## What you will do:
a - In the text on the Norman landing at Combe Haven, why would Hæstingaport not have shipped iron blooms, and what would it have shipped instead?
b - Carry on the text on the Norman landing at Combe Haven from the point where it stops.

* begin Source extract *

If these clues were valid, they seem to make a coherent case for a Norman landing in Combe Haven. Crowhurst Park produced 40000 tonnes of iron ore in Roman times, all processed at nearby bloomeries. The Weald's iron was made into weapons and armour in France. Iron blooms were heavy and awkward to transport over land. It seems likely that Crowhurst Park's blooms were moved onto sea-going ships as directly as possible, which would have entailed dropping them 1.4km downhill to a port in Combe Haven. If there was a Roman port on the banks of Combe Haven - and Clue 12 might be physical evidence of it - the rest of Austin's evidence could form a coherrent narrative as follows. 

Heavy freight like iron blooms was moved by ox-drawn cart on hardcore surfaces. This implies there was a metalled road or mining track between the Crowhurst Park bloomery and a Combe Haven port, and Clue 11 might be physical evidence of it. Roman ports, both commercial and military, were defended by Roman legionaries who lived in camps known as castras, and Clue 13 might be physical evidence of one. Former castras were referred to by Anglo-Saxons as 'ceastres'. Hæstingaceastre would have been at the site of one and Clue 13 might be physical evidence of it at Redgeland. This would be consistent with Clue 1 if the viewer was looking from the sea. If Hæstingaceastre was at Redgeland, Hæstingaport was there too. Clue 8 purports to be direct evidence that this was so. The Romans mined out all the ore in the entire region, so Hæstingaport did not ship iron blooms. Instead, it would have shipped the region's other main natural resources: salt, salted herrings, and timber. Clue 3 is an attempt to show that the Combe Haven basin was rich in these natural resources. Clues 6, 7, 9 and 10 try to show that Combe Haven had an important Anglo-Saxon port and a significant Anglo-Saxon settlement.

The only other landing site candidate that Austin considered was modern Hastings, the orthodox location of Hæstingaport, Hæstingaceastre and Hastinges. Clues 3, 6, 7 and 9 try to show that modern Hastings did not have an Anglo-Saxon port. Austin rejected the Brede estuary as a landing site candidate, as explained in Clue 10 below, so he also rejected Old Winchelsea as a Hæstingaport candidate. He therefore concludes that Combe Haven is the only Norman landing site candidate and that is consistent with the evidence. 

Some flaws in Austin's evidence

Clue 1 is based on Dawson's quirky translation of a passage from Benoît's Chronique des ducs de Normandie, and it is taken out of context. A more accurate modern translation by Ian Short says that the Normans: "Arrived at Pevenesel, at a port [or harbour] beneath a fortress handsome and strong". This no longer suggests that the fortress was in front of the port. Contextually, Benoît was referring to the Norman fleet's arrival off the coast of England rather than to where they landed. Five other acccounts say that the Normans arrived at, or moored off, the English coast within sight of Anderitum at modern Pevensey. There was a harbour at the island of 'pefenes ea', exactly consistent with Short's translation.

* end Source extract *
* begin Stored data *

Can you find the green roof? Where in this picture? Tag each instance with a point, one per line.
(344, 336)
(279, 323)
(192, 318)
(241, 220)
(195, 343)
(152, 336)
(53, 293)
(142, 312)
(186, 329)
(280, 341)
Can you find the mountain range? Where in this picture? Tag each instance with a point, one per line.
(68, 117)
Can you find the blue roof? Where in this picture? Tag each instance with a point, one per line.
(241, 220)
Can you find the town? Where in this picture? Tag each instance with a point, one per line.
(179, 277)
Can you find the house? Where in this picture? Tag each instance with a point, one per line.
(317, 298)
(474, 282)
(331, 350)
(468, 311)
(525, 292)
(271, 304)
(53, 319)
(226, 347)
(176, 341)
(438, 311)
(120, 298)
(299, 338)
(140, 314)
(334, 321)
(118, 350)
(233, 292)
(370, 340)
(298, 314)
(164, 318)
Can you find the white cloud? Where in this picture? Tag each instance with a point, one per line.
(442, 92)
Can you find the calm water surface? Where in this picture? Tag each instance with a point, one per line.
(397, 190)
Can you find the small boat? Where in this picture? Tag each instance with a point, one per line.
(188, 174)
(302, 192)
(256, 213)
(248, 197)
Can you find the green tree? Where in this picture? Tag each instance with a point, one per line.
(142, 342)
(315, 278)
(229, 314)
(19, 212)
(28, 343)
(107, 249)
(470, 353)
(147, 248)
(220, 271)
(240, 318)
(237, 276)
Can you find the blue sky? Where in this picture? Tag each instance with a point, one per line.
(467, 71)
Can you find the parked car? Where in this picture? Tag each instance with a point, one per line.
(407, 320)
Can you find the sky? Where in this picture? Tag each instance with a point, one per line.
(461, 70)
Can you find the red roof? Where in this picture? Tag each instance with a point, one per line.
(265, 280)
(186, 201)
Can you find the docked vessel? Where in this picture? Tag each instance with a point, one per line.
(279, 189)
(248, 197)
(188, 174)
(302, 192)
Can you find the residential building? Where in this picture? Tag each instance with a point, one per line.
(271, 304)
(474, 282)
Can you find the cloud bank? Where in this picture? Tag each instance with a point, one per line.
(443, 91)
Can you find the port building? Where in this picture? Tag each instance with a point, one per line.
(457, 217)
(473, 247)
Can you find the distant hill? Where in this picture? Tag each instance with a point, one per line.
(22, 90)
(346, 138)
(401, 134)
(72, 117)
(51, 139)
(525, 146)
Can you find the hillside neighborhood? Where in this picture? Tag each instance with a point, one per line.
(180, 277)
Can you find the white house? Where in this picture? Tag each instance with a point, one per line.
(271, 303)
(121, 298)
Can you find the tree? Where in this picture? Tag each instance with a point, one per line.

* end Stored data *

## Answers to the exercise:
a - Hæstingaport would not have shipped iron blooms because the Romans mined out all the ore in the entire region. It would instead have shipped the region's other main natural resources: salt, salted herrings, and timber.

b -
Clue 2 is based on an unreliable note on the back of a JMW Turner painting. There is nothing to substantiate the note's claim and it looks spurious. As far as we know, the origin of the words has never been found. No books or manuscripts are known as the 'Register of Battle Abbey'. It is often assumed that it referred to the 'Chartulary of Battle Abbey' because that book has been hidden away in a private American library for over a century, but we have read it from cover to cover without finding the reference. The author was probably an art auctioneer rather than a historian. It seems likely that he invented the story to inflate the painting's value.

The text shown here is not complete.